**Records to process**
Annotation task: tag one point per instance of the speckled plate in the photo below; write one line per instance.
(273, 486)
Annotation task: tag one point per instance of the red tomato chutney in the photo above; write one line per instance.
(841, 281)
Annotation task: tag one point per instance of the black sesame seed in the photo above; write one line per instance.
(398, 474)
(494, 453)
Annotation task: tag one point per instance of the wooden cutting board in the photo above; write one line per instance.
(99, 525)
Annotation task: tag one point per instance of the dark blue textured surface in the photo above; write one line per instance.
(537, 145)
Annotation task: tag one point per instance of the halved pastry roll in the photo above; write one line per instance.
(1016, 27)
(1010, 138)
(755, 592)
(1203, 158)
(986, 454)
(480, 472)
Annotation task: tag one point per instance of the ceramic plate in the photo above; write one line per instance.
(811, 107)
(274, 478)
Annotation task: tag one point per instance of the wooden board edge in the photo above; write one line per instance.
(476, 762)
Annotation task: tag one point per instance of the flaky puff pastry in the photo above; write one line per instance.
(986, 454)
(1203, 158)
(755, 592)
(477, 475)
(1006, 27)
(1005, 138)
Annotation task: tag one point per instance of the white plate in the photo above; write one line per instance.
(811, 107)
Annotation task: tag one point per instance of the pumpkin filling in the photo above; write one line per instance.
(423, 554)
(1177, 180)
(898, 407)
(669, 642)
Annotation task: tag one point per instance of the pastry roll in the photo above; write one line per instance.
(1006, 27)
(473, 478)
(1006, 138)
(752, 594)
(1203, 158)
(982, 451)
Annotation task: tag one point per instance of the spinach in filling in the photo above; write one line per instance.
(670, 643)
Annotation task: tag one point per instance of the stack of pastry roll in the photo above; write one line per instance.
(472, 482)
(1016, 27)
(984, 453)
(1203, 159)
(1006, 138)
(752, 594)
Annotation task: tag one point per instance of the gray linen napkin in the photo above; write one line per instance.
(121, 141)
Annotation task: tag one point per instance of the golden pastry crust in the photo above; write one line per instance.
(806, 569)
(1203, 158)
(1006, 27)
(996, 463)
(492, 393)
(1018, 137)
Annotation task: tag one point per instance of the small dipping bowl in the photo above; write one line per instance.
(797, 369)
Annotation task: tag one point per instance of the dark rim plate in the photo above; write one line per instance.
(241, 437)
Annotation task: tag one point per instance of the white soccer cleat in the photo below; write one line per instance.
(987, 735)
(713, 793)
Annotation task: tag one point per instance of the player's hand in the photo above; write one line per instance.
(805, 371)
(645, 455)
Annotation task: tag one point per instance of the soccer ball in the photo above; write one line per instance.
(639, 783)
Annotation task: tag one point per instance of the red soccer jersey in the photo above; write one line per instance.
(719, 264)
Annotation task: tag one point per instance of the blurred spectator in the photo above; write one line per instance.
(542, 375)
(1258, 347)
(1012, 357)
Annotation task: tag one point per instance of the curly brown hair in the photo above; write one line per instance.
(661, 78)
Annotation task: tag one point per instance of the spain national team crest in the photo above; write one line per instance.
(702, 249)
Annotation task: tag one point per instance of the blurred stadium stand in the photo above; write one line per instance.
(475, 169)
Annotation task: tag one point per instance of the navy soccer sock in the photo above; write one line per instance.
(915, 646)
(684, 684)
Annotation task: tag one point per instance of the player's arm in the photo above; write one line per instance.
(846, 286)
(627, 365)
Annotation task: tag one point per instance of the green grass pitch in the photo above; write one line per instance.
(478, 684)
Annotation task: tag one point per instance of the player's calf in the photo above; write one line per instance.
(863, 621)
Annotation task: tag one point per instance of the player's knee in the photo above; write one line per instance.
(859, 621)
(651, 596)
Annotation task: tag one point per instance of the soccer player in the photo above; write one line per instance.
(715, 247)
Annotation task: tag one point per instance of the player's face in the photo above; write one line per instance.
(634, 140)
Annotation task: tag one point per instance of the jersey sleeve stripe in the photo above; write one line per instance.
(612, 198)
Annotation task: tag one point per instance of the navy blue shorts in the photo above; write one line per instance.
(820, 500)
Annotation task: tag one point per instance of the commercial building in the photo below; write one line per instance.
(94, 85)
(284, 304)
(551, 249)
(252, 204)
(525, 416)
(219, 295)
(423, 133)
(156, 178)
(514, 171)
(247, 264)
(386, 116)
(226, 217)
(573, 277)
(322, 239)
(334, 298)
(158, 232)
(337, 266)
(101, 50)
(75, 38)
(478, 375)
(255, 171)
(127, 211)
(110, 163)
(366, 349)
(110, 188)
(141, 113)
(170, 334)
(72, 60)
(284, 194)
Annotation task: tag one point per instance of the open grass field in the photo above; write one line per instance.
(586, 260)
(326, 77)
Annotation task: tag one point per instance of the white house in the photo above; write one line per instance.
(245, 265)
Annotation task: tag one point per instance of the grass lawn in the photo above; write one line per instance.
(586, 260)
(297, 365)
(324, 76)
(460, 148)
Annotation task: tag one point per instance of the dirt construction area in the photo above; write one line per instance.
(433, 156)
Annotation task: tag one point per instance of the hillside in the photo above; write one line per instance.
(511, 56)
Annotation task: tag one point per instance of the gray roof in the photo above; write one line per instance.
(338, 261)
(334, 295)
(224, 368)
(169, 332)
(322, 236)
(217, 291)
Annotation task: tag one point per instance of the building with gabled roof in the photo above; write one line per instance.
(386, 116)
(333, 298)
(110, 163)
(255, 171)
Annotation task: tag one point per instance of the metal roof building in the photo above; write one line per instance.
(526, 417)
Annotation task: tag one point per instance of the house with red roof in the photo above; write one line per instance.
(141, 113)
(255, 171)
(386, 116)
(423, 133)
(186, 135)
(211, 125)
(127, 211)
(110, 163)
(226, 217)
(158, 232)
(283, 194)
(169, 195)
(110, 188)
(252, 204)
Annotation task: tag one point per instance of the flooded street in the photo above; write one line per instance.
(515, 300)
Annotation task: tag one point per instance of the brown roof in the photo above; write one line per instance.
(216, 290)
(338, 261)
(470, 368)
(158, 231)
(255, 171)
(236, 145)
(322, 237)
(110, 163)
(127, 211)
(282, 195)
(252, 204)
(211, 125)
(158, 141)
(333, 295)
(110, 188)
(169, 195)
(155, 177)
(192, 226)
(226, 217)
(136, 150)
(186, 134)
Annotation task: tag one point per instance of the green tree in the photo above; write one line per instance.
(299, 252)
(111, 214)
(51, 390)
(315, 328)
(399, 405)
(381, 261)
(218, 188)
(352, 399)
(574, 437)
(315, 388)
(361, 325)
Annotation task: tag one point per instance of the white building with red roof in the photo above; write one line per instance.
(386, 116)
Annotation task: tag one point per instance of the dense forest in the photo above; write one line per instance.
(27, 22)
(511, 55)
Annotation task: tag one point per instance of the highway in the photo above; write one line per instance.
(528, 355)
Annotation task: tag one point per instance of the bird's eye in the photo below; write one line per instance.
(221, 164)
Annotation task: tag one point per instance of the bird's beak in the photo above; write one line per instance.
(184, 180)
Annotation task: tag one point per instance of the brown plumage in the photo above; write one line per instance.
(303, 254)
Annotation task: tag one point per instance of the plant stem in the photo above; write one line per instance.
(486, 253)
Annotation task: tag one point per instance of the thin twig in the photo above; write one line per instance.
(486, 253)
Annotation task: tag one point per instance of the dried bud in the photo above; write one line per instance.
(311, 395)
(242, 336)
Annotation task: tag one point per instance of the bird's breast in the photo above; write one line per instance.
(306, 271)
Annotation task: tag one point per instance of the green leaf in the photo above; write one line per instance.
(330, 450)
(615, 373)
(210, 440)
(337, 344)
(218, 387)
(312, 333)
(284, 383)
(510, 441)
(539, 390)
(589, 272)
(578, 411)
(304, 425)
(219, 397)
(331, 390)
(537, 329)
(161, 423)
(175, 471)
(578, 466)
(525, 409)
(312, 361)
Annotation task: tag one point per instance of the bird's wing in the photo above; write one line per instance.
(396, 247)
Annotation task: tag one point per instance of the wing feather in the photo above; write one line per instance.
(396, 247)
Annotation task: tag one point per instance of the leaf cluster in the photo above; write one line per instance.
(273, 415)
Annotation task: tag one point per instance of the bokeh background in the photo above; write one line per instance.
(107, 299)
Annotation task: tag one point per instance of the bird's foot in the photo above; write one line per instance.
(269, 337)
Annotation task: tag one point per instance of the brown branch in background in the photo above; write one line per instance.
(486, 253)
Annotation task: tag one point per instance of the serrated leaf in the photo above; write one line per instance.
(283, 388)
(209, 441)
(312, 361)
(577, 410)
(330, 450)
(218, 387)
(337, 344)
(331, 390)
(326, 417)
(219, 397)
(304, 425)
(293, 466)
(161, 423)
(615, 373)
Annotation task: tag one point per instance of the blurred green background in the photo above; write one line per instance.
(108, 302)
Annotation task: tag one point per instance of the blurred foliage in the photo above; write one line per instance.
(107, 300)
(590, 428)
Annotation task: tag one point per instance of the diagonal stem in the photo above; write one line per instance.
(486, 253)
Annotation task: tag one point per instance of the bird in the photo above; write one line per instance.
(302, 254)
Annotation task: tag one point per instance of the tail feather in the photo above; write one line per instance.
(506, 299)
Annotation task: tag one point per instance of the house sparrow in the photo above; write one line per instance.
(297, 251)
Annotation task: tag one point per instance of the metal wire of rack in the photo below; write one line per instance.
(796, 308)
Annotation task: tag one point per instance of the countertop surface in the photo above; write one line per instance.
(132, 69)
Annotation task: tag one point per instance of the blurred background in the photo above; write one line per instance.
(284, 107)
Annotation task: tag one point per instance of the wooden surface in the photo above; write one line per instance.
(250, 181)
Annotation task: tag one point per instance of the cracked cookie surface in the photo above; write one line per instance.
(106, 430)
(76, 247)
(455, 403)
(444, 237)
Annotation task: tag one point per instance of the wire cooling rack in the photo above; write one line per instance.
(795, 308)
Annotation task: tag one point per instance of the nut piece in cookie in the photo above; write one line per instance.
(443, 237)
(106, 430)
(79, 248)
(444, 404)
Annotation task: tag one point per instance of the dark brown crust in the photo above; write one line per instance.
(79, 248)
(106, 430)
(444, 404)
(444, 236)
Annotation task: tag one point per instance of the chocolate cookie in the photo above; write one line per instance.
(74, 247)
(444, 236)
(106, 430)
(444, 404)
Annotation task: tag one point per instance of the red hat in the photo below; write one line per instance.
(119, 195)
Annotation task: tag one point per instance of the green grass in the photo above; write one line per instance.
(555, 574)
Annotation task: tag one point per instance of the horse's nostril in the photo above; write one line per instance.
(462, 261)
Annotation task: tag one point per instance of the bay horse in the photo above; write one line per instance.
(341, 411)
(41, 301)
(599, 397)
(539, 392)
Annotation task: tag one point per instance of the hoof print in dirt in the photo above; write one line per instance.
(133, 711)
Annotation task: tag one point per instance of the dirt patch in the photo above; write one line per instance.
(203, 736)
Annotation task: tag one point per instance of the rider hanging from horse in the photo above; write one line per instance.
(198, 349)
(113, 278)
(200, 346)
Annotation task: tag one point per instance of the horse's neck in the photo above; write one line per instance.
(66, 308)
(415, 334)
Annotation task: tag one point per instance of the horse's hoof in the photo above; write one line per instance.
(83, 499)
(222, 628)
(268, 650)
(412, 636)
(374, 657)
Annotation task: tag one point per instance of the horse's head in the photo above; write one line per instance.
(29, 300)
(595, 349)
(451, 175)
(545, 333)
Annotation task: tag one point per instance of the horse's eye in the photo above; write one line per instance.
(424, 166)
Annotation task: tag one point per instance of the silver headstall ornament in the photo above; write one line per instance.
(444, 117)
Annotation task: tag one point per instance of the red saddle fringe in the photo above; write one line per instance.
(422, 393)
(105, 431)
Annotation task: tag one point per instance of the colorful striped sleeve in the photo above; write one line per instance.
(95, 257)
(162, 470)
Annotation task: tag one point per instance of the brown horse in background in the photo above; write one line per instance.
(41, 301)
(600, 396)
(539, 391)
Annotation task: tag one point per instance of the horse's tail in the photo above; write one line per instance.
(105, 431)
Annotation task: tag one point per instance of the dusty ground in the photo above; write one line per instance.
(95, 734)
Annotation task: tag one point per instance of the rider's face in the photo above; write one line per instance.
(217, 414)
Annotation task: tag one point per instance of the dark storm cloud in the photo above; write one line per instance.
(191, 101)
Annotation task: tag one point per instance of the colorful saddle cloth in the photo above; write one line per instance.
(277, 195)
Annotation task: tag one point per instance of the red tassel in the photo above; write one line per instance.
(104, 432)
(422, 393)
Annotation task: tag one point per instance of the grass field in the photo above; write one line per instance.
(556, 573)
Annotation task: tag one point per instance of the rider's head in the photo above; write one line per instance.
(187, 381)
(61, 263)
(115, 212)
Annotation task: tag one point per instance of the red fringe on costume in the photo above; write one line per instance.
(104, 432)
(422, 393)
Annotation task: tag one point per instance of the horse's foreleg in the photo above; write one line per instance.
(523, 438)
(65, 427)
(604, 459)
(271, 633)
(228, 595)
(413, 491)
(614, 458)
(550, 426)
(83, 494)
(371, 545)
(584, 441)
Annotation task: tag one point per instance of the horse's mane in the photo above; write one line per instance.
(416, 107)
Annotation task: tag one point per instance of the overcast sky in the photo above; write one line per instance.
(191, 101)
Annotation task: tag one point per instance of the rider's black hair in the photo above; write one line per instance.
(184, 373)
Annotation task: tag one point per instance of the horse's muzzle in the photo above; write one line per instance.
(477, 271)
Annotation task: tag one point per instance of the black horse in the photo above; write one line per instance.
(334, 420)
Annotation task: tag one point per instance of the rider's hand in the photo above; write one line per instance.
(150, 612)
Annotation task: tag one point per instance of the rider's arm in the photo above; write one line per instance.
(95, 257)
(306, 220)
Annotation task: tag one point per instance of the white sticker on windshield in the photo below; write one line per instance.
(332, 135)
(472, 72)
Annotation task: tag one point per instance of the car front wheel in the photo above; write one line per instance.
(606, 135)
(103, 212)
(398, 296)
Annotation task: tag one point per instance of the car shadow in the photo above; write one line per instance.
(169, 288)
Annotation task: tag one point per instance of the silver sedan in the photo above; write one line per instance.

**Task prompt**
Output only the lines from the one holding "Annotation task: tag one point per instance of the red tassel" through the last line above, exactly as they appear.

**Correct response**
Annotation task: tag one point per instance of the red tassel in the photo above; write one line per instance.
(104, 432)
(422, 393)
Annotation task: tag one point per instance of the grass field in the photo above; write one line per instance.
(556, 573)
Annotation task: tag one point per instance of the rider's head in the photo above; write one line per instance.
(187, 381)
(61, 263)
(115, 212)
Annotation task: tag one point per instance of the red fringe on costume in the photo above; write one line per instance.
(104, 432)
(422, 393)
Annotation task: tag one point per instance of the horse's foreleg in the photo above; write one line per instance.
(523, 438)
(65, 427)
(604, 459)
(271, 633)
(228, 595)
(413, 491)
(614, 458)
(550, 426)
(83, 494)
(371, 545)
(584, 441)
Annotation task: tag one point per instance of the horse's mane in the photo above; write one line per instance.
(416, 107)
Annotation task: tag one point per instance of the overcast sky in the photo above; write one line per instance.
(191, 101)
Annotation task: tag one point per instance of the rider's black hair in the photo above; write one line per instance.
(184, 373)
Annotation task: tag one point per instance of the horse's muzzle in the photo above; write one line per instance.
(477, 271)
Annotation task: tag one point per instance of the black horse in the photo above; write one line per instance.
(334, 420)
Annotation task: tag one point per instance of the rider's hand in the photo above; write one line per instance.
(150, 612)
Annotation task: tag one point per instance of the rider's arm in the photo above; write one line per instance.
(95, 257)
(306, 220)
Annotation task: tag one point per instance of the white sticker on windshield in the photo below; write one line per instance.
(332, 135)
(472, 72)
Annotation task: tag one point per instance of the car front wheel in the photo above; write one line per instance.
(606, 135)
(103, 212)
(398, 296)
Annotation task: tag one point per instance of the car shadow in the photo above; write one line per instance.
(169, 288)
Annotation task: tag one point per instance of the silver sedan in the photo above; write one line per instance.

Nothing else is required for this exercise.